• YOUR TASK: Render the lines of the listing below as a numbered list, beginning with the line that contains "Where can you see the vertical" and running through the end of the listing, with blank lines left out.

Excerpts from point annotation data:
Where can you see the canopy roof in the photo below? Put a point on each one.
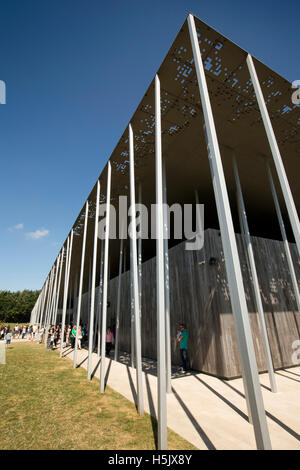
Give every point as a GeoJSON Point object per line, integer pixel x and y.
{"type": "Point", "coordinates": [239, 128]}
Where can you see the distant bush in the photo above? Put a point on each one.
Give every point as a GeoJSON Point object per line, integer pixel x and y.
{"type": "Point", "coordinates": [16, 307]}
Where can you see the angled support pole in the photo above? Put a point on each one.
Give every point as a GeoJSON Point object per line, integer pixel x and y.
{"type": "Point", "coordinates": [285, 187]}
{"type": "Point", "coordinates": [49, 305]}
{"type": "Point", "coordinates": [167, 279]}
{"type": "Point", "coordinates": [100, 298]}
{"type": "Point", "coordinates": [284, 238]}
{"type": "Point", "coordinates": [160, 279]}
{"type": "Point", "coordinates": [54, 290]}
{"type": "Point", "coordinates": [92, 307]}
{"type": "Point", "coordinates": [59, 283]}
{"type": "Point", "coordinates": [233, 269]}
{"type": "Point", "coordinates": [66, 288]}
{"type": "Point", "coordinates": [105, 280]}
{"type": "Point", "coordinates": [258, 300]}
{"type": "Point", "coordinates": [42, 318]}
{"type": "Point", "coordinates": [119, 300]}
{"type": "Point", "coordinates": [136, 299]}
{"type": "Point", "coordinates": [86, 216]}
{"type": "Point", "coordinates": [132, 350]}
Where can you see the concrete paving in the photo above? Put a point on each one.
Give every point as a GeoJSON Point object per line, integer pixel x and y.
{"type": "Point", "coordinates": [209, 412]}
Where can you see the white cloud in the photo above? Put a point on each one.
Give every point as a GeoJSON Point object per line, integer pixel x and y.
{"type": "Point", "coordinates": [40, 233]}
{"type": "Point", "coordinates": [16, 227]}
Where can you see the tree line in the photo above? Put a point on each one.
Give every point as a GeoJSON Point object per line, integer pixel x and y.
{"type": "Point", "coordinates": [15, 307]}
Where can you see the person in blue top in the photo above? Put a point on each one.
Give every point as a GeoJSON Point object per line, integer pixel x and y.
{"type": "Point", "coordinates": [183, 344]}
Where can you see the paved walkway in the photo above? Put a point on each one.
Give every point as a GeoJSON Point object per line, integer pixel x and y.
{"type": "Point", "coordinates": [209, 412]}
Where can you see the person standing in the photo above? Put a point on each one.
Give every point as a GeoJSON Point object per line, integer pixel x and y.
{"type": "Point", "coordinates": [8, 338]}
{"type": "Point", "coordinates": [79, 332]}
{"type": "Point", "coordinates": [183, 344]}
{"type": "Point", "coordinates": [73, 336]}
{"type": "Point", "coordinates": [109, 340]}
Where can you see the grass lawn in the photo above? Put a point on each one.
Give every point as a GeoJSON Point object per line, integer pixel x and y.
{"type": "Point", "coordinates": [46, 404]}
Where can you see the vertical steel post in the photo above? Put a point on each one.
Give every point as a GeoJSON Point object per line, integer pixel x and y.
{"type": "Point", "coordinates": [67, 276]}
{"type": "Point", "coordinates": [59, 283]}
{"type": "Point", "coordinates": [54, 291]}
{"type": "Point", "coordinates": [100, 298]}
{"type": "Point", "coordinates": [92, 307]}
{"type": "Point", "coordinates": [42, 317]}
{"type": "Point", "coordinates": [137, 319]}
{"type": "Point", "coordinates": [119, 301]}
{"type": "Point", "coordinates": [105, 272]}
{"type": "Point", "coordinates": [49, 304]}
{"type": "Point", "coordinates": [81, 281]}
{"type": "Point", "coordinates": [167, 280]}
{"type": "Point", "coordinates": [286, 190]}
{"type": "Point", "coordinates": [132, 351]}
{"type": "Point", "coordinates": [160, 279]}
{"type": "Point", "coordinates": [233, 269]}
{"type": "Point", "coordinates": [284, 238]}
{"type": "Point", "coordinates": [259, 306]}
{"type": "Point", "coordinates": [140, 254]}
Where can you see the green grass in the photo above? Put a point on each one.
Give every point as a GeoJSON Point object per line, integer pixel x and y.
{"type": "Point", "coordinates": [46, 404]}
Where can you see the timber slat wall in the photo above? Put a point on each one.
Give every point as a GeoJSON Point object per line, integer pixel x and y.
{"type": "Point", "coordinates": [199, 296]}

• SOLUTION FOR THIS PROBLEM:
1. Where can you see the vertical steel post in the photo above? Put a point on each one.
2. Give every point as a GeoJSON Point object per line, integer pixel x and y.
3. {"type": "Point", "coordinates": [67, 276]}
4. {"type": "Point", "coordinates": [59, 283]}
5. {"type": "Point", "coordinates": [54, 291]}
6. {"type": "Point", "coordinates": [100, 298]}
7. {"type": "Point", "coordinates": [92, 307]}
8. {"type": "Point", "coordinates": [42, 317]}
9. {"type": "Point", "coordinates": [137, 319]}
10. {"type": "Point", "coordinates": [119, 301]}
11. {"type": "Point", "coordinates": [105, 272]}
12. {"type": "Point", "coordinates": [49, 304]}
13. {"type": "Point", "coordinates": [81, 281]}
14. {"type": "Point", "coordinates": [167, 280]}
15. {"type": "Point", "coordinates": [286, 190]}
16. {"type": "Point", "coordinates": [132, 351]}
17. {"type": "Point", "coordinates": [160, 279]}
18. {"type": "Point", "coordinates": [233, 269]}
19. {"type": "Point", "coordinates": [284, 238]}
20. {"type": "Point", "coordinates": [259, 306]}
21. {"type": "Point", "coordinates": [140, 254]}
22. Where can you see the green grass in the photo above? Put a point on each one.
23. Give every point as a GeoJSON Point object per line, integer pixel x and y.
24. {"type": "Point", "coordinates": [46, 404]}
25. Where can you see the timber slat wall in the photo above? Put a point on each one.
26. Give every point as a GeoJSON Point object per line, integer pixel x and y.
27. {"type": "Point", "coordinates": [199, 296]}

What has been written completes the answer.